■ TASK 1:
Summarize the article on karakia as rongoā in two sentences.
■ TASK 2:
Pick up the article on karakia as rongoā after its last sentence and continue it.

■ EXERCISE PASSAGE:

Karakia as rongoā: Elevating mātauranga Māori to create positive health outcomes

Wednesday 3 September 2025

Karakia has long been a source of grounding, healing and connection. Yet despite its deep cultural significance and growing evidence of its therapeutic power, it remains overlooked in Aotearoa New Zealand’s mainstream healthcare system. Two researchers are working to change that.

Dr Nicole Lindsay and Associate Professor Pikihuia Pomare.

Last updated: Friday 3 October 2025

In a quiet clinic room, a whānau sits – overwhelmed, anxious, taut with unspoken pain. You hear the beckoning of a karakia; ancient, intentional, full of breath and spirit. Slowly, the room settles. Shoulders drop. Eyes soften. The atmosphere shifts.

Registered Clinical Psychologist Associate Professor Pikihuia Pomare, Te Rarawa, Ngāpuhi, Ngāi Te Rangi, Ngāti Pūkenga, has long witnessed the power of karakia in practice. She, and Dr Nicole Lindsay are co-leading a new research project exploring how karakia supports emotional, spiritual, and physiological wellbeing. Their work recently received funding from the Health Research Council of New Zealand.

Karakia is a practice that links generations, connects people to place, and offers strength in times of vulnerability. However, Dr Pomare says karakia is often overlooked and undervalued in health settings in Aotearoa New Zealand.

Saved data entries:
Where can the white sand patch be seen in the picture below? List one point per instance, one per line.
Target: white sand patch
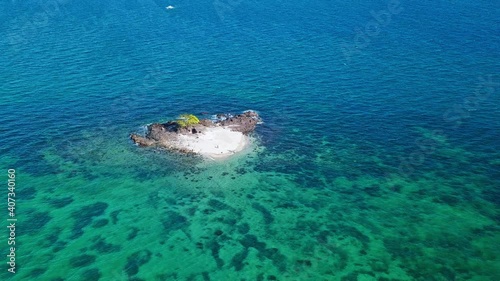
(215, 142)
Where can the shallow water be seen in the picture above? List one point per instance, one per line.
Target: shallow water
(381, 165)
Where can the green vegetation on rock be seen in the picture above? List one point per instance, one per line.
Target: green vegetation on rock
(185, 120)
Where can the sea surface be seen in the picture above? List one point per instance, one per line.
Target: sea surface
(378, 158)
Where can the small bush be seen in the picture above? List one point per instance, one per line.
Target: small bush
(185, 120)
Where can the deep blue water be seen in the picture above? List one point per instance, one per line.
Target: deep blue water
(78, 77)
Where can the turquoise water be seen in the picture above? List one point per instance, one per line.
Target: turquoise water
(378, 158)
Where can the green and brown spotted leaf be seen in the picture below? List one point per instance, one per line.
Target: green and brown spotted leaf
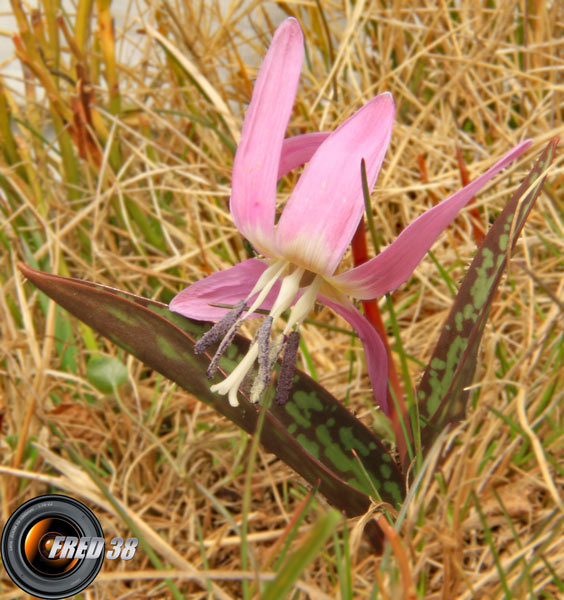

■ ANSWER AREA 1:
Associate Professor Pikihuia Pomare and Dr Nicole Lindsay are co-leading a new research project, funded by the Health Research Council of New Zealand, that explores how karakia supports emotional, spiritual, and physiological wellbeing. Although karakia has long been a source of grounding, healing and connection, it remains overlooked and undervalued in Aotearoa New Zealand's mainstream healthcare system.

■ ANSWER AREA 2:
“Māori experience disproportionate ill health and mental health due to high levels of psychological distress that occur within an historical and contemporary contexts of discrimination, colonisation and socio-economic adversity. This highlights the need for better understanding of the value of mātauranga Māori, including rongoā [traditional Māori healing] such as karakia in Māori mental health, to contribute to positive Māori mental health outcomes,” she says

Through previous research, Dr Pomare and Dr Lindsay found karakia had tremendous therapeutic potential for addressing issues of mental wellbeing.

“Māori service users engage with and respond better to Māori centred processes [tikanga] and practices that are relevant, accessible and tailored specifically to their individual and whānau needs,” Dr Pomare says.

As part of their current research, they are working alongside karakia practitioner and Te Pūtahi a Toi Lecturer, Te Rā Moriarty, Ngāti Toa Rangatira, Ngāti Koata, Rangitāne, Ngāti Kahungunu, and two community-based cultural experts. This collaborative approach is essential to ensure the research upholds the mana and tapu of karakia and reflects tikanga Māori at every stage.

“This rangahau [research] aims to elevate mātauranga Māori by advancing understanding of wairua-based [spiritual-based] healing practices so that these practices can be meaningfully integrated into health care services to promote wellbeing, enhance hauora Māori, and help reduce inequities over time,” Dr Pomare says.

The belief in deep interconnection is not only central to te ao Māori but also reflected in philosophical and emerging scientific thought. Through their research, Dr Pomare and Dr Lindsay, alongside neuropsychologist Dr Corinne Bareham-Waldock, are exploring how kaupapa Māori principles can sit alongside neuroscience and consciousness studies. This opens space for dialogue between Indigenous knowledge systems and Western scientific frameworks.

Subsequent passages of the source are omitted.